▶ [To be done]: Return, word for word, the stretch of the aquarium thread from "## 1stAquarium" through "a larger home.".

[Selected passage start]

# A few photos of my tank



## welshboy

Hi' just taken a few pictures of my tank.Mark


----------



## aunt kymmie

OMG...that pleco is huge! How many gallons is your tank? You must have some extreme filtration to keep your water looking so nice with that bad boy in there. :shock:
It's hard for me to get a feel for the "size" of your other fish because of your pleco, lol.


----------



## Mean Harri

Looks like the pleco is as long as the tank is deep front to back. Looks like it's 55g.


----------



## Angel079

Nice tank & fish, love the rock work on the left. What size tank is that?


----------



## welshboy

Hi' my tank is 4FT long.I do have 2 powerheads one each side of the tank.I bought the pleco when it was around 2'' long that was a few years ago.I did'nt know at the time that they grow so big LOL.Mark


----------



## discus lover

nice looking tank,your clown loaches are so huge..


----------



## welshboy

Thanks for your kind comments.Mark


----------



## 1stAquarium

Wow what a beautiful tank!!! What fish have you got in there?
_Posted via Mobile Device_


----------



## konstargirl

The tank is huge.. >< I think your pleco will be happier in a larger home.


----------



## Welsh

Your tank is beautiful, I have never seen clown loaches that big before though lol.


----------



## BradSD

OMG looks like a nuclear sub off to the right there! You must be a great fish keeper for those large fish to be in such a small area and be so healthy.


----------



## dorabaker

omg that pleco is GORGEOUS! :shock: i mean gigantic....


----------



## Inga

Great Job with your tank. Looks like everyone is trying to outgrow the tank on you. You are doing a great job keeping up with the cleaning from the look of it. Everything is so squeaky clean and nice looking. Great fish too! I bet you love watching them.


----------



## kitten_penang

nice plec huge one too.. do the kissing fish really kiss in the tank?? i know they are fighting or lip locking but they look like kissing. how often do they do it??


----------



## thefishboy

Wow! What a nice pleco, he is very nice!1 U must have some good filtration, especially fro all those fish! What fish do u have in there??


----------



## jasikapetro

Wow ,this really a beautiful tank and best things you share with us.


----------

[Selected passage end]
[Supplied records start]

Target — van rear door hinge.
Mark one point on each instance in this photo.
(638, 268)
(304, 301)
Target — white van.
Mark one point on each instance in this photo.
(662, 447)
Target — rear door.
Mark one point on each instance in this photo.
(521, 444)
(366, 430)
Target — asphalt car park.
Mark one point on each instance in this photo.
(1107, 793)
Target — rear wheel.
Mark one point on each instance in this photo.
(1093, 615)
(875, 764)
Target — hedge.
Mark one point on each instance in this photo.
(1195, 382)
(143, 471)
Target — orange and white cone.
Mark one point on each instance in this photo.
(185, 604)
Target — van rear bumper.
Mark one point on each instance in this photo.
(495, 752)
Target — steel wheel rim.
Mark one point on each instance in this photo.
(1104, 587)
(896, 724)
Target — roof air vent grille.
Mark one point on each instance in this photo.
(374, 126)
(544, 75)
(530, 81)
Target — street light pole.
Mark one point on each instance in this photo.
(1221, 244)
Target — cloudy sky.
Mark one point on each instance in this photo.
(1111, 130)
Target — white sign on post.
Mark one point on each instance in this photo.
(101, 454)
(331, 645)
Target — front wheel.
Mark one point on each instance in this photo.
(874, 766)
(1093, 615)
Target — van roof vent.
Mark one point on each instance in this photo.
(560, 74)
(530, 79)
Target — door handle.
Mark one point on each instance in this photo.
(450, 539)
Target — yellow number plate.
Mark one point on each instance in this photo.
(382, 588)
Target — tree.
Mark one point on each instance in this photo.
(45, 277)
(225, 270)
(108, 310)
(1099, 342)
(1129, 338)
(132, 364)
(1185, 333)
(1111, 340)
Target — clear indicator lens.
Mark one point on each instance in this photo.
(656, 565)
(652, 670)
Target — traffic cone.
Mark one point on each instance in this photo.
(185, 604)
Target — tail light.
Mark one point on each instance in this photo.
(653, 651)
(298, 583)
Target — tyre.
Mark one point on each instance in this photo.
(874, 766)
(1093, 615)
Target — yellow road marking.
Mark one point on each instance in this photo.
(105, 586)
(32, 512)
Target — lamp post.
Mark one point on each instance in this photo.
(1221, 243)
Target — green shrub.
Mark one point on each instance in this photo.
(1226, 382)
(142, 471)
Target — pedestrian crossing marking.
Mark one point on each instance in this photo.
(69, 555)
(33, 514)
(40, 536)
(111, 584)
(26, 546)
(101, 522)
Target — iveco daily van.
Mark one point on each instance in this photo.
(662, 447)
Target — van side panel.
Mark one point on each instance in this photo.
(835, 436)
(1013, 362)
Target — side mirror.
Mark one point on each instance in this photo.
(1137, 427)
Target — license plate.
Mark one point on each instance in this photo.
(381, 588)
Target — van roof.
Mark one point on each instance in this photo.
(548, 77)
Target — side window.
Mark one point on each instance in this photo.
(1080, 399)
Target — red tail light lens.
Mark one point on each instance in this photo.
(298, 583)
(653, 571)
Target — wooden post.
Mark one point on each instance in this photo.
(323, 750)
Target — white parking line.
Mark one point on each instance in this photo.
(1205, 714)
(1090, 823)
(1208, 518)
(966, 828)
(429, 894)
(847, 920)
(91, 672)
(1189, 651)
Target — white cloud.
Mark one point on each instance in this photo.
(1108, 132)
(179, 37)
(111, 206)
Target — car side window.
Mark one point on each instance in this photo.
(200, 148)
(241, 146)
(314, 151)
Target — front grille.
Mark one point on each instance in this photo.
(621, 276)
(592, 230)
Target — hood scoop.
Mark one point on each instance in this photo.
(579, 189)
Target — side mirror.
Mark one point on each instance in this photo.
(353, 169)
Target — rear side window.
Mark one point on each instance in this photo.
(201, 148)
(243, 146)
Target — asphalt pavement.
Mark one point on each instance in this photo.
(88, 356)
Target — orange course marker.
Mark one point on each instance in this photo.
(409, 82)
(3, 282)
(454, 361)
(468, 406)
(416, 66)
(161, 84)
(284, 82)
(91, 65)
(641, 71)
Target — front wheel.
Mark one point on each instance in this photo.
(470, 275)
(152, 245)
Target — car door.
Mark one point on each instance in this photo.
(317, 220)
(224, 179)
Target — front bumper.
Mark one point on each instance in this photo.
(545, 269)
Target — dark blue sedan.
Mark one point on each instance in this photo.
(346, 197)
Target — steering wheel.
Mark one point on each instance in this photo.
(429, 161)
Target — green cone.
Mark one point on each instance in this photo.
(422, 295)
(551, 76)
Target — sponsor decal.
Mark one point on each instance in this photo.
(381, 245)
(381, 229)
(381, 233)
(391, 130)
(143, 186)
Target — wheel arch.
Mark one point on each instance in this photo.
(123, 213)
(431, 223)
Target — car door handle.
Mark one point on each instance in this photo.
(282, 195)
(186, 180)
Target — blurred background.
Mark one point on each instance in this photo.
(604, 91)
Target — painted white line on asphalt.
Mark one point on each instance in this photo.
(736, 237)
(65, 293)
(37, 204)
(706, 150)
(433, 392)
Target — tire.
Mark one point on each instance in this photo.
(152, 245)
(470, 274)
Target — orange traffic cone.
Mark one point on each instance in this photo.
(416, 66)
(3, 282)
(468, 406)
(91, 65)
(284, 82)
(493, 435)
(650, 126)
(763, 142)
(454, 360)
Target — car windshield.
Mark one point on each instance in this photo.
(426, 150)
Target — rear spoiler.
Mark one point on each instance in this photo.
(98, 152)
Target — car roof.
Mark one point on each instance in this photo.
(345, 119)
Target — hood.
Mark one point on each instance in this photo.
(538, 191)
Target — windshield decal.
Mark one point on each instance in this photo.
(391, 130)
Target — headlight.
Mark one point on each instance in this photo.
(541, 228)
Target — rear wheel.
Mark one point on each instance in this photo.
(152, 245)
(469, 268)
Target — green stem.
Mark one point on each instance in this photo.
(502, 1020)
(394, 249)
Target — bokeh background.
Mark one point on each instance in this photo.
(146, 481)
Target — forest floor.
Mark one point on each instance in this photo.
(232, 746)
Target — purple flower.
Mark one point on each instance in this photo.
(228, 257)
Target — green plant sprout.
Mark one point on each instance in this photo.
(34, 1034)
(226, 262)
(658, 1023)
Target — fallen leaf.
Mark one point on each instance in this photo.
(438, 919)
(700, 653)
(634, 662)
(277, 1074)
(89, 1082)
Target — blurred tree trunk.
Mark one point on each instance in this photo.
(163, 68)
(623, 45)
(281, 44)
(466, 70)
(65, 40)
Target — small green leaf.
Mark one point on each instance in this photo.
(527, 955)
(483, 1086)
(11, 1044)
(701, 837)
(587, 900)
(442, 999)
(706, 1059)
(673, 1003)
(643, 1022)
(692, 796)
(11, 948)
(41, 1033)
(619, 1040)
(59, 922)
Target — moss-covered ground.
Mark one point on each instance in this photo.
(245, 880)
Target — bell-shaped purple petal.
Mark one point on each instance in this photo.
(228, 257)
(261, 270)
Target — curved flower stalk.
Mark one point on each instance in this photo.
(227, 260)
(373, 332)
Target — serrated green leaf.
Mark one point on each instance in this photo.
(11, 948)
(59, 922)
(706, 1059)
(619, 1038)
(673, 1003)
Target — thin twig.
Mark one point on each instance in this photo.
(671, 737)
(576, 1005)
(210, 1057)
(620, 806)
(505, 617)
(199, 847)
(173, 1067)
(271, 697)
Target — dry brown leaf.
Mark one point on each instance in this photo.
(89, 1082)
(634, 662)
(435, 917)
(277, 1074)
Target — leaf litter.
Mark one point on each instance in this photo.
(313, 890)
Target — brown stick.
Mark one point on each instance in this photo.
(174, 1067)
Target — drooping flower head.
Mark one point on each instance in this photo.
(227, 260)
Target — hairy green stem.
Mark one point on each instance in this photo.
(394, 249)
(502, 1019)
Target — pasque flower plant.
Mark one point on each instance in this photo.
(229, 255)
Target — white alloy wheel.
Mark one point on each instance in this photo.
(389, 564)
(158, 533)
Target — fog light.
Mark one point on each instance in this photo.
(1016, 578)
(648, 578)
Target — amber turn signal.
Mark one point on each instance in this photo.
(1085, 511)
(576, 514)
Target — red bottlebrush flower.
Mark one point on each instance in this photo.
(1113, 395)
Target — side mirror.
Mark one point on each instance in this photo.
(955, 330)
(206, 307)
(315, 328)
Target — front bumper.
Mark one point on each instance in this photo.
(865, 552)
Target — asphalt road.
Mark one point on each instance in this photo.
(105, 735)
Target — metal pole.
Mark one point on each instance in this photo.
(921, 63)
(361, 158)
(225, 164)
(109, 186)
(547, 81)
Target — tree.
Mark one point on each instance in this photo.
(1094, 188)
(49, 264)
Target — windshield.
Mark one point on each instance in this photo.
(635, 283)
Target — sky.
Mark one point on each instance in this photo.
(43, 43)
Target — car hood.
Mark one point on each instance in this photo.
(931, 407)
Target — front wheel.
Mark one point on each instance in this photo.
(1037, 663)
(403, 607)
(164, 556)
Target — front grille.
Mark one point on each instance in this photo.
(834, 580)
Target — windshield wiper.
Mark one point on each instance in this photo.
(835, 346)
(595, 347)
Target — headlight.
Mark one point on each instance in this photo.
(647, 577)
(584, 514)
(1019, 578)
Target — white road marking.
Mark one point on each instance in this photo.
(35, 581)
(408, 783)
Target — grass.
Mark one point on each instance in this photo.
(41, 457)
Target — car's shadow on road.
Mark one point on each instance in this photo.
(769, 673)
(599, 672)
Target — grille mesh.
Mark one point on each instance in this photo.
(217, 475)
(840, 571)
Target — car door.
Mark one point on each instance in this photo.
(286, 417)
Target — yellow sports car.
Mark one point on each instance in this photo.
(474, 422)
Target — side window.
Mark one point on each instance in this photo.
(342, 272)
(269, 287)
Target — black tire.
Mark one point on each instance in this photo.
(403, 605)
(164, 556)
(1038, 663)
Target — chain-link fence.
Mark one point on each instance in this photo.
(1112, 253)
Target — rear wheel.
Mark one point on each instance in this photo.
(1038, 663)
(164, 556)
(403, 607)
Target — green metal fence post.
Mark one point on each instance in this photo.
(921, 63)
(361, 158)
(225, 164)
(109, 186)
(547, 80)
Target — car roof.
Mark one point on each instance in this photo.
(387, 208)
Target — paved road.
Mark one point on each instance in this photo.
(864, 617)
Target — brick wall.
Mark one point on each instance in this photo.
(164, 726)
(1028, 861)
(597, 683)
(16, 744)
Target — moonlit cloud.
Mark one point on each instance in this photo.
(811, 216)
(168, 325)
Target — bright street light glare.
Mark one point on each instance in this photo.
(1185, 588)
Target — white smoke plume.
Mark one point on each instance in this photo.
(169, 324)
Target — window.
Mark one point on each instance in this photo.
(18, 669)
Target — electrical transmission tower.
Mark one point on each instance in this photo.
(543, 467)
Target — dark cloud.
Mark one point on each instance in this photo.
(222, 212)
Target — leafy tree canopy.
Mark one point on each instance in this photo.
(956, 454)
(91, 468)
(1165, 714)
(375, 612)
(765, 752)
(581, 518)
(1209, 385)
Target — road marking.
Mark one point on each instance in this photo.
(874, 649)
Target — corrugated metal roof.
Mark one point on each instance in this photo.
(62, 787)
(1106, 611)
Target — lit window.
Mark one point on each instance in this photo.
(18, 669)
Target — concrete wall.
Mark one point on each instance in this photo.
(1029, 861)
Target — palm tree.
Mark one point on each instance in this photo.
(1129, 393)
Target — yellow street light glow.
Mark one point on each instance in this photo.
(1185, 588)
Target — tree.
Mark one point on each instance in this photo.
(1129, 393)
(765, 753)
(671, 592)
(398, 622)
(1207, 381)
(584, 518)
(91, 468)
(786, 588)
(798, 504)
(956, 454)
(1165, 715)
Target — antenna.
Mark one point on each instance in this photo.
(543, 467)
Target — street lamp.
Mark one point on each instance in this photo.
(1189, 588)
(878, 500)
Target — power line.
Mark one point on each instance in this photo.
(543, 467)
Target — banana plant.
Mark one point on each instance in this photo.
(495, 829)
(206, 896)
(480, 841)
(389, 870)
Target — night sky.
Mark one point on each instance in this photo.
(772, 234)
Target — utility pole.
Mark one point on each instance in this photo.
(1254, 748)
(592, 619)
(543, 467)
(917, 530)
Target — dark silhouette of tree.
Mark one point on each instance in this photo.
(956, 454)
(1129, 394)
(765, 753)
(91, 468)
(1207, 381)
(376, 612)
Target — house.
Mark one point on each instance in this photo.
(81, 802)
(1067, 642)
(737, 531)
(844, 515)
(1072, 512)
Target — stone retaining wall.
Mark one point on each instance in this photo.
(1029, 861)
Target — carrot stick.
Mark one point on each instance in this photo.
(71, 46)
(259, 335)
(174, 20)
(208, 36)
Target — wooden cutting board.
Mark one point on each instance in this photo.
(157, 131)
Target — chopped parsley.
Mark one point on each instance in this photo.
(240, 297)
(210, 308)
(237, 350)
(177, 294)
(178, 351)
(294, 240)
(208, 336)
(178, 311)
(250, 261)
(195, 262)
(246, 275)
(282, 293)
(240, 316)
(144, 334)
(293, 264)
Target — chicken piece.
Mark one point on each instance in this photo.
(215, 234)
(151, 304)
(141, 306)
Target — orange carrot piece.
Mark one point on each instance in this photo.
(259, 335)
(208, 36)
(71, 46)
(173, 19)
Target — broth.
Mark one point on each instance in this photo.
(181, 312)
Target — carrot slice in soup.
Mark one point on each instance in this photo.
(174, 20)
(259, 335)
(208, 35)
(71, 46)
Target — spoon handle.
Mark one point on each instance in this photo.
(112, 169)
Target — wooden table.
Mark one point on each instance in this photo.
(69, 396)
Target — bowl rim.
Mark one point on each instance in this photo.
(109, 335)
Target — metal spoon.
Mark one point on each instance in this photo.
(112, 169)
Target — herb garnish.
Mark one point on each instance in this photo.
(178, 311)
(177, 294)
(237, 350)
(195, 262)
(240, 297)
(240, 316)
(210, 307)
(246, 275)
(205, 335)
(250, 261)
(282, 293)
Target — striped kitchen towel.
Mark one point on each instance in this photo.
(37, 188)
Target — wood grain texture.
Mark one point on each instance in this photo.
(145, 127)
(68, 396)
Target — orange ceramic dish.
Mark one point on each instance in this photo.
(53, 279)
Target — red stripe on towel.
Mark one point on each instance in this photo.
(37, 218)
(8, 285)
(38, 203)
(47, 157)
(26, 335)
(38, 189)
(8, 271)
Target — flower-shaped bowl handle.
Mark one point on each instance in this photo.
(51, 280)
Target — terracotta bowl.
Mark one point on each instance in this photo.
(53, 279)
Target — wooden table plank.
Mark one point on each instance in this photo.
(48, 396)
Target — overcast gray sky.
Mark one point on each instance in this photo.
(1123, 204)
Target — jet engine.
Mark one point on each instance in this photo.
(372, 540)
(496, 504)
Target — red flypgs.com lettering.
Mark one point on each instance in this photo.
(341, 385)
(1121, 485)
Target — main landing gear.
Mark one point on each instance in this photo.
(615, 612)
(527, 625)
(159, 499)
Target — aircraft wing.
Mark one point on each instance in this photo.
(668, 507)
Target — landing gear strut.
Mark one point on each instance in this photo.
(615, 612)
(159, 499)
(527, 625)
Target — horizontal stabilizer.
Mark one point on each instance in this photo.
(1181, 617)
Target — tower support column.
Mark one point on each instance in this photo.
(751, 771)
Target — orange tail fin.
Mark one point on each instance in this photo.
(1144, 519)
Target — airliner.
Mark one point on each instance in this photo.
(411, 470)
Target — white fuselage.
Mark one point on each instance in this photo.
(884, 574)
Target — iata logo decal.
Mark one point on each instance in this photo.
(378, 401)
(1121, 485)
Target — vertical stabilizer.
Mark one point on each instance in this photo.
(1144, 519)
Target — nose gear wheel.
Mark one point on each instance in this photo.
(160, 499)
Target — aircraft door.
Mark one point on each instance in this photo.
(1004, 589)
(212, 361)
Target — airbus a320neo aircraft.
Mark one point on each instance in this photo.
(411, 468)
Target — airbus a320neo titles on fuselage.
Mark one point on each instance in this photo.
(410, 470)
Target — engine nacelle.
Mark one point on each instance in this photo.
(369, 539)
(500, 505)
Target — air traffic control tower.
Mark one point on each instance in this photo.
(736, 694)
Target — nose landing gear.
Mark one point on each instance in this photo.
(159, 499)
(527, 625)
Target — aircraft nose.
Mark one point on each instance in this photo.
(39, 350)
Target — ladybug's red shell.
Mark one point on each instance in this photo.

[Supplied records end]

▶ [Response]:
## 1stAquarium

Wow what a beautiful tank!!! What fish have you got in there?
_Posted via Mobile Device_


----------



## konstargirl

The tank is huge.. >< I think your pleco will be happier in a larger home.